Information shown
+++

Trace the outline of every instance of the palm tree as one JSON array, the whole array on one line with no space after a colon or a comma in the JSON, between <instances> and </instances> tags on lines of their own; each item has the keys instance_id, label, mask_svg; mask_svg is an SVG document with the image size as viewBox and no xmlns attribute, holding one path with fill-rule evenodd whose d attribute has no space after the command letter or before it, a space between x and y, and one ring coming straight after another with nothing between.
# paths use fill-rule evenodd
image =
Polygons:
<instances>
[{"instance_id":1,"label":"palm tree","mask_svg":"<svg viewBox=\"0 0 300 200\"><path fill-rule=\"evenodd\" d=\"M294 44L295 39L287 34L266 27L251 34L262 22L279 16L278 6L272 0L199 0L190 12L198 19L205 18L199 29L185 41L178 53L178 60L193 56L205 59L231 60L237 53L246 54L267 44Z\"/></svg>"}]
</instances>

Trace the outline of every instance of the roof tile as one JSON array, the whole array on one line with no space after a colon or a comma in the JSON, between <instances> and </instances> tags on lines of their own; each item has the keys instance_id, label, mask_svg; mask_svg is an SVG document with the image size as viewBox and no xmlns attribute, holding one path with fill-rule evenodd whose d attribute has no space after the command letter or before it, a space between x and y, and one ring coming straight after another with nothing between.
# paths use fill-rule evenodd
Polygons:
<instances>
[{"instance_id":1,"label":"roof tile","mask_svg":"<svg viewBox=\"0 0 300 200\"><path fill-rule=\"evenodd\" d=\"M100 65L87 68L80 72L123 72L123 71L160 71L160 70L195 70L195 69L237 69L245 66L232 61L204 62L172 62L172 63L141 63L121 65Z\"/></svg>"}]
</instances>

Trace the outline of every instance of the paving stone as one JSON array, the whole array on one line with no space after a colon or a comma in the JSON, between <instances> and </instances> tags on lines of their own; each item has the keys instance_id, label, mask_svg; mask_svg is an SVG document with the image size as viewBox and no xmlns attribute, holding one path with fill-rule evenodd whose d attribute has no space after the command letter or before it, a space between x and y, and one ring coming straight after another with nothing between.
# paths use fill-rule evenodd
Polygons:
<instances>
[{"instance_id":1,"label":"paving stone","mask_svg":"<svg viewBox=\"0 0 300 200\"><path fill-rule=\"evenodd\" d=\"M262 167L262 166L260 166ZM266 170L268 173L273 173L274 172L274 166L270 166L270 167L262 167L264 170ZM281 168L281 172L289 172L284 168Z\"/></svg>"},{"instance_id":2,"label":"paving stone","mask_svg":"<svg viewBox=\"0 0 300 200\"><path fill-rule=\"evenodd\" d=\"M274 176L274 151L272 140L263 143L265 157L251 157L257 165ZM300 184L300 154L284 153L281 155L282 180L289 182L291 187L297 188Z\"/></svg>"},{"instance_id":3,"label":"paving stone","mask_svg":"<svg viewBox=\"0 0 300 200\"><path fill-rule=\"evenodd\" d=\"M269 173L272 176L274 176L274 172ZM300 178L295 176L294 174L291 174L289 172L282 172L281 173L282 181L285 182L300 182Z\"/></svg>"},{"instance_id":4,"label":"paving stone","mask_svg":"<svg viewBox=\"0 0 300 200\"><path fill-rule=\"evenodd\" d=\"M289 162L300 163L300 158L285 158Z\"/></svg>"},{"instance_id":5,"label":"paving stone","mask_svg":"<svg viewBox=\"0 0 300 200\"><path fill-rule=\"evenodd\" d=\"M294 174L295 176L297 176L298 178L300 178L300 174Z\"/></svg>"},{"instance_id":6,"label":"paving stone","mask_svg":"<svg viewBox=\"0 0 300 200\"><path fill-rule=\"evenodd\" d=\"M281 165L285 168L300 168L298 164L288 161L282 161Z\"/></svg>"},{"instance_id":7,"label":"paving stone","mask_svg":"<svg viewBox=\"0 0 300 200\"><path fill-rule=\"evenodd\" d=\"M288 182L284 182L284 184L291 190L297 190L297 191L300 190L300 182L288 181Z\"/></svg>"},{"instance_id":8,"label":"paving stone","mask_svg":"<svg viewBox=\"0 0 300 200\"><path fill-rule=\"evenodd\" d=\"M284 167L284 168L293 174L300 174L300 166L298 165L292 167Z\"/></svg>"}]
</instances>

+++

Task prompt
This exercise requires the entries above to be restated exactly.

Reply
Trace the outline of every instance of the palm tree as one JSON array, the whole array on one line with no space after a colon or a comma in the JSON, between <instances> and </instances> tags on lines of their own; each item has the keys instance_id, label, mask_svg; mask_svg is an SVG document with the image size as viewBox and no xmlns attribute, holding one path with fill-rule evenodd whose d attribute has no space after the command letter or before it, a space between x and y, and one ring coming straight after another with nothing between.
# paths use fill-rule evenodd
image =
Polygons:
<instances>
[{"instance_id":1,"label":"palm tree","mask_svg":"<svg viewBox=\"0 0 300 200\"><path fill-rule=\"evenodd\" d=\"M294 44L295 39L287 34L266 27L251 34L262 22L279 16L278 6L272 0L199 0L190 12L198 19L205 18L199 29L185 41L178 53L178 60L193 56L205 59L231 60L237 53L246 54L267 44Z\"/></svg>"}]
</instances>

Trace the outline of every instance of the roof tile as one JSON array, the whole array on one line with no space after a colon or a comma in the JSON, between <instances> and </instances> tags on lines of their own; each item has the keys instance_id, label, mask_svg; mask_svg is an SVG document with the image size as viewBox and no xmlns attribute, holding one path with fill-rule evenodd whose d attribute has no space after the command letter or before it, a space between x and y, and one ring coming straight after another with nothing between.
# paths use fill-rule evenodd
Polygons:
<instances>
[{"instance_id":1,"label":"roof tile","mask_svg":"<svg viewBox=\"0 0 300 200\"><path fill-rule=\"evenodd\" d=\"M100 65L87 68L80 72L123 72L123 71L160 71L160 70L195 70L195 69L237 69L245 66L232 61L204 62L172 62L172 63L141 63L121 65Z\"/></svg>"}]
</instances>

Trace the outline of every instance of the paving stone as one JSON array, the whole array on one line with no space after a colon or a comma in the JSON, between <instances> and </instances> tags on lines of their own; each item has the keys instance_id, label, mask_svg; mask_svg is an SVG document with the image size as viewBox and no xmlns attribute, holding one path with fill-rule evenodd whose d attribute has no space after the command letter or before it, a space between x and y, and one ring coming straight after another with nothing between.
# paths use fill-rule evenodd
Polygons:
<instances>
[{"instance_id":1,"label":"paving stone","mask_svg":"<svg viewBox=\"0 0 300 200\"><path fill-rule=\"evenodd\" d=\"M262 167L262 166L260 166ZM266 170L268 173L273 173L274 172L274 166L270 166L270 167L262 167L264 170ZM281 168L281 172L289 172L284 168Z\"/></svg>"},{"instance_id":2,"label":"paving stone","mask_svg":"<svg viewBox=\"0 0 300 200\"><path fill-rule=\"evenodd\" d=\"M274 176L274 151L272 140L263 143L265 157L251 157L257 165ZM300 184L300 154L284 153L281 155L282 180L289 182L291 187L297 188Z\"/></svg>"},{"instance_id":3,"label":"paving stone","mask_svg":"<svg viewBox=\"0 0 300 200\"><path fill-rule=\"evenodd\" d=\"M269 173L272 176L274 176L274 172ZM300 178L295 176L294 174L291 174L289 172L282 172L281 173L282 181L285 182L300 182Z\"/></svg>"},{"instance_id":4,"label":"paving stone","mask_svg":"<svg viewBox=\"0 0 300 200\"><path fill-rule=\"evenodd\" d=\"M289 162L300 163L300 158L285 158Z\"/></svg>"},{"instance_id":5,"label":"paving stone","mask_svg":"<svg viewBox=\"0 0 300 200\"><path fill-rule=\"evenodd\" d=\"M294 174L295 176L297 176L298 178L300 178L300 174Z\"/></svg>"},{"instance_id":6,"label":"paving stone","mask_svg":"<svg viewBox=\"0 0 300 200\"><path fill-rule=\"evenodd\" d=\"M281 165L285 168L300 168L298 164L288 161L282 161Z\"/></svg>"},{"instance_id":7,"label":"paving stone","mask_svg":"<svg viewBox=\"0 0 300 200\"><path fill-rule=\"evenodd\" d=\"M288 182L284 182L284 184L291 190L297 190L297 191L300 190L300 182L288 181Z\"/></svg>"},{"instance_id":8,"label":"paving stone","mask_svg":"<svg viewBox=\"0 0 300 200\"><path fill-rule=\"evenodd\" d=\"M284 167L284 168L293 174L300 174L300 166L298 165L292 167Z\"/></svg>"}]
</instances>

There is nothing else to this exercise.